━━ Task inputs ━━
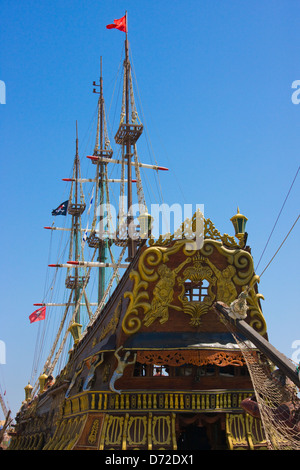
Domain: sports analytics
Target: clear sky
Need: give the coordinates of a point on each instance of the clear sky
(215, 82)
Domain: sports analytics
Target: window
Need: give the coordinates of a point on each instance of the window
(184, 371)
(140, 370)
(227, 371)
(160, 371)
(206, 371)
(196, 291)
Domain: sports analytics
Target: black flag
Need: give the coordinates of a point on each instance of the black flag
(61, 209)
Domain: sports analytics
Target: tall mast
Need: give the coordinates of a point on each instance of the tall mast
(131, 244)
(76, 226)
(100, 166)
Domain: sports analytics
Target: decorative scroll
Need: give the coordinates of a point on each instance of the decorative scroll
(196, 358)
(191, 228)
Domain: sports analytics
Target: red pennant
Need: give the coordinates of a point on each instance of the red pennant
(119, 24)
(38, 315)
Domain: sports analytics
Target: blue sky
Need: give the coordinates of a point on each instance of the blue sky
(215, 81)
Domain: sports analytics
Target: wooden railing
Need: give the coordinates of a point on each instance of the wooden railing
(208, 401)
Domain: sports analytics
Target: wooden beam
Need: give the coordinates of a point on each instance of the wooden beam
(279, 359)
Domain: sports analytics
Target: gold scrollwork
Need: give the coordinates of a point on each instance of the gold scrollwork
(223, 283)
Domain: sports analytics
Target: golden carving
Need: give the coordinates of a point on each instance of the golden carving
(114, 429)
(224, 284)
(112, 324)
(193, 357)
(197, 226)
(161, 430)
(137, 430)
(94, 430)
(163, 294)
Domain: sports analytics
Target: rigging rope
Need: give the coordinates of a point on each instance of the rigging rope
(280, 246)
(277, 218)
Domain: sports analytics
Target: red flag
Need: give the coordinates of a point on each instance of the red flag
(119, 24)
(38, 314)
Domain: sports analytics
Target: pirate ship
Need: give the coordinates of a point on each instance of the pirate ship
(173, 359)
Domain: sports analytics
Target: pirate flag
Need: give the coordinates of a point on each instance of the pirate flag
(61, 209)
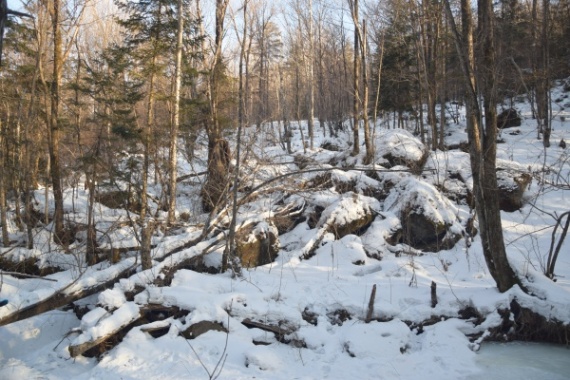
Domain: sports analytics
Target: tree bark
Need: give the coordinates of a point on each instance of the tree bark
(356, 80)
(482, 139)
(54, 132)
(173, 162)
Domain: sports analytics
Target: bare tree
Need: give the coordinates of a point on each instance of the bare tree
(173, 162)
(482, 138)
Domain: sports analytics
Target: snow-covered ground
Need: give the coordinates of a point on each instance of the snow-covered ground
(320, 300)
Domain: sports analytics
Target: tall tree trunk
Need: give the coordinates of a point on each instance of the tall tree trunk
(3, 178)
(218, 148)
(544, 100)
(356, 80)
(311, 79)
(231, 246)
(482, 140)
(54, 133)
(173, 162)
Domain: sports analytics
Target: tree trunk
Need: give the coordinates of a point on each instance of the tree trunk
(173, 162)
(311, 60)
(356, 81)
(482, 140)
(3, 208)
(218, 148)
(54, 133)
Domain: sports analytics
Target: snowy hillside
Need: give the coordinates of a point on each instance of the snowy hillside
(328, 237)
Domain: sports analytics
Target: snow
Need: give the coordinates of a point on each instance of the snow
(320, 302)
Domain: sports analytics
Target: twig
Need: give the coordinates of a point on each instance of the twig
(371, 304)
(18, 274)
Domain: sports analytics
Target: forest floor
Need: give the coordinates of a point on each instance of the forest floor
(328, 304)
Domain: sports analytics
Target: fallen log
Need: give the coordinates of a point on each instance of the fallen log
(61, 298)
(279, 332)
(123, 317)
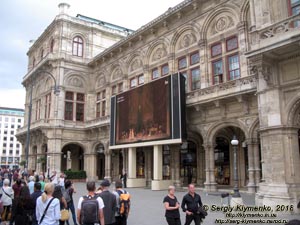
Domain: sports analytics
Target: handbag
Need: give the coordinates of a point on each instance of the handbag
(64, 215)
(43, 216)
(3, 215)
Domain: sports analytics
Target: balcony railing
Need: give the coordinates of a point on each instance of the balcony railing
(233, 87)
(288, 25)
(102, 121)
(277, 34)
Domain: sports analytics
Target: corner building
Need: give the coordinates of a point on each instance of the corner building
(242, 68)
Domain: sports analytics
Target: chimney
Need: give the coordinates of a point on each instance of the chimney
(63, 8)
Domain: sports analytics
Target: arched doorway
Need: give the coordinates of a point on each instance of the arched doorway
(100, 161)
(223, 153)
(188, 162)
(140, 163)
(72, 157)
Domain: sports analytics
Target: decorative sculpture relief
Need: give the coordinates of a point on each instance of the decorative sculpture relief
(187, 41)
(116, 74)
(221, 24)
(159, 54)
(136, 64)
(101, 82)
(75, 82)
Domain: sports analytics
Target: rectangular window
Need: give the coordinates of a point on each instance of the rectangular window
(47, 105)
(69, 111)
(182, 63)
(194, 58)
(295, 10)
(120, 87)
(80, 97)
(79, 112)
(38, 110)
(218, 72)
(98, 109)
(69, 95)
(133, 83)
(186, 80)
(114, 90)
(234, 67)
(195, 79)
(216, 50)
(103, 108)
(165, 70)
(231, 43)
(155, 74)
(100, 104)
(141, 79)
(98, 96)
━━━
━━ Task inputs ━━
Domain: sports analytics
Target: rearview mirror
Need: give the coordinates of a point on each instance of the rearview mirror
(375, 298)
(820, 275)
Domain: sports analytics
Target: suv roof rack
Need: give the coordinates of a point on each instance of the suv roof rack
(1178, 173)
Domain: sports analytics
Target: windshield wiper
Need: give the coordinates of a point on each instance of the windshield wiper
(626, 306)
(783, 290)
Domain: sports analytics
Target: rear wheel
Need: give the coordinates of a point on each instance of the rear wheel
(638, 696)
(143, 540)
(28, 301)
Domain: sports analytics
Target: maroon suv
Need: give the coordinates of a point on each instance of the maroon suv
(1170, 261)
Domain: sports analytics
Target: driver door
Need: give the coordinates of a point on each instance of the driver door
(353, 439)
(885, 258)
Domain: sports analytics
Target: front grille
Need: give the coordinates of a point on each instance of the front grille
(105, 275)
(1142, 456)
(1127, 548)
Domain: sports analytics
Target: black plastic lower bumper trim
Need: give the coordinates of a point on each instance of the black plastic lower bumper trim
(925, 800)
━━━
- _Brief_
Select and copy every line of the rows above that contains the string "grille".

- _Task response_
Target: front grille
Need: give the coordinates of a point on each instance of the front grille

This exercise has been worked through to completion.